[Records from a data collection]
------------------------
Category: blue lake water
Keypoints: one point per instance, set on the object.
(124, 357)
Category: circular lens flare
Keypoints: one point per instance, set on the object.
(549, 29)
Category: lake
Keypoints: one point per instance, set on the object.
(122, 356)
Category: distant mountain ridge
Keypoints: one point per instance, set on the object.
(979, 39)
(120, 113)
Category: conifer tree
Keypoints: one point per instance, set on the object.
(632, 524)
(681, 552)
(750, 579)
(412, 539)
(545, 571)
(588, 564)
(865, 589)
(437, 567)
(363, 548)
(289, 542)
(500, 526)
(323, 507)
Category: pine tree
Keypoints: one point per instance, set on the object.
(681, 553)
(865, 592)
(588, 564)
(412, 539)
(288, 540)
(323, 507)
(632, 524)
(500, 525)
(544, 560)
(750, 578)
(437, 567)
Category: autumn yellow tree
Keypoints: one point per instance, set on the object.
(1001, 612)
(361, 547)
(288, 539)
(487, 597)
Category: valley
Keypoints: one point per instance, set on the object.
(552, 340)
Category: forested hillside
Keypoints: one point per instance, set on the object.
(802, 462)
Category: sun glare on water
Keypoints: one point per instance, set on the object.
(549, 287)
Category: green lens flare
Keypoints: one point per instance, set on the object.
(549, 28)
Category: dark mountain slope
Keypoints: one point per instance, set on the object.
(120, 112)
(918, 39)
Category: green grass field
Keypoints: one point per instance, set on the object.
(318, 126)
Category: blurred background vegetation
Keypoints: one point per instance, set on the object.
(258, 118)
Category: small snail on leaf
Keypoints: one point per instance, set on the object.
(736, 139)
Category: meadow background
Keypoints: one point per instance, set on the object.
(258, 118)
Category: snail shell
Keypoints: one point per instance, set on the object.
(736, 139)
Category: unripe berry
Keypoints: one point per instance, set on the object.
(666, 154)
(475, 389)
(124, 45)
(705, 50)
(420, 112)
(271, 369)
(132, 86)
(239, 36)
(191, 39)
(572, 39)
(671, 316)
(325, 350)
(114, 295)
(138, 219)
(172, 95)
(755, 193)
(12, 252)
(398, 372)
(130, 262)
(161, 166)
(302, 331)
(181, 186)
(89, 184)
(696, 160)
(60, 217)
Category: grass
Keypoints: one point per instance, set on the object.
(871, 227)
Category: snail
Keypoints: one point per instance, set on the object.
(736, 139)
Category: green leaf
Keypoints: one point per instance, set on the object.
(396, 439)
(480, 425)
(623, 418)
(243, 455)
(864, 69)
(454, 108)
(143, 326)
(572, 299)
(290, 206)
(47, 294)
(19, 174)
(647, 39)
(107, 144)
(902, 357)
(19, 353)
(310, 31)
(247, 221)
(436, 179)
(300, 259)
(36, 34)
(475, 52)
------------------------
| GOAL OF THE EXERCISE |
The records above are to be duplicated in full and exactly.

| EXERCISE ANSWER |
Category: blue lake water
Keypoints: one point per instance, set on the object.
(124, 357)
Category: circular lens flare
Keypoints: one point per instance, set on the object.
(549, 29)
Category: lake
Keypoints: one point per instance, set on the object.
(122, 356)
Category: distant mountain ridge
Keypoints: one point per instance, set on the object.
(979, 39)
(120, 113)
Category: conifer tree
Keypoints: one point per instance, set on the object.
(632, 524)
(681, 552)
(750, 579)
(412, 539)
(545, 571)
(588, 564)
(865, 589)
(437, 567)
(363, 548)
(289, 542)
(500, 526)
(323, 507)
Category: pine tree
Keypoints: one point per instance, set on the object.
(681, 553)
(865, 592)
(588, 564)
(412, 539)
(288, 540)
(323, 507)
(632, 524)
(500, 525)
(544, 560)
(750, 578)
(437, 567)
Category: autumn yellow tree
Keypoints: one point per instance, set on the object.
(1001, 612)
(361, 547)
(288, 539)
(487, 597)
Category: valley
Keypoints: one point per instance, set on the object.
(552, 340)
Category: forested hillside
Keypoints: one point per instance, set on the object.
(802, 462)
Category: sun glare on water
Keypoints: one point per instance, set on the object.
(549, 287)
Category: green lens flare
Keypoints: one point per instance, set on the object.
(549, 28)
Category: dark mountain slope
Keypoints: one point per instance, set on the object.
(120, 112)
(918, 39)
Category: green grass field
Keypoints: one point per instance, set on the object.
(318, 126)
Category: blurred background vegetation
Keypoints: one point per instance, set on the object.
(258, 118)
Category: small snail on leaf
Keypoints: one point per instance, set on the object.
(736, 139)
Category: meadow background
Keypoints: one point per instance, set on the object.
(258, 118)
Category: snail shell
Keypoints: one point per instance, set on the object.
(736, 139)
Category: unripe berry
Keypoints: one point per instance, set on the object.
(666, 154)
(475, 389)
(124, 45)
(705, 50)
(420, 112)
(271, 369)
(132, 86)
(239, 36)
(191, 39)
(572, 39)
(671, 316)
(325, 350)
(114, 295)
(138, 219)
(172, 95)
(755, 193)
(12, 252)
(398, 372)
(130, 262)
(161, 166)
(302, 331)
(181, 186)
(89, 184)
(696, 160)
(60, 217)
Category: grass
Keypoints: one point per instance, set on the object.
(871, 227)
Category: snail
Keypoints: one point per instance, set on the object.
(736, 139)
Category: green leaf
Keypoints: one point per instance, set on the object.
(396, 439)
(480, 425)
(623, 418)
(243, 455)
(864, 69)
(454, 108)
(143, 326)
(572, 299)
(290, 206)
(47, 294)
(19, 174)
(647, 39)
(107, 144)
(902, 357)
(19, 353)
(310, 31)
(247, 221)
(436, 179)
(300, 259)
(36, 34)
(475, 52)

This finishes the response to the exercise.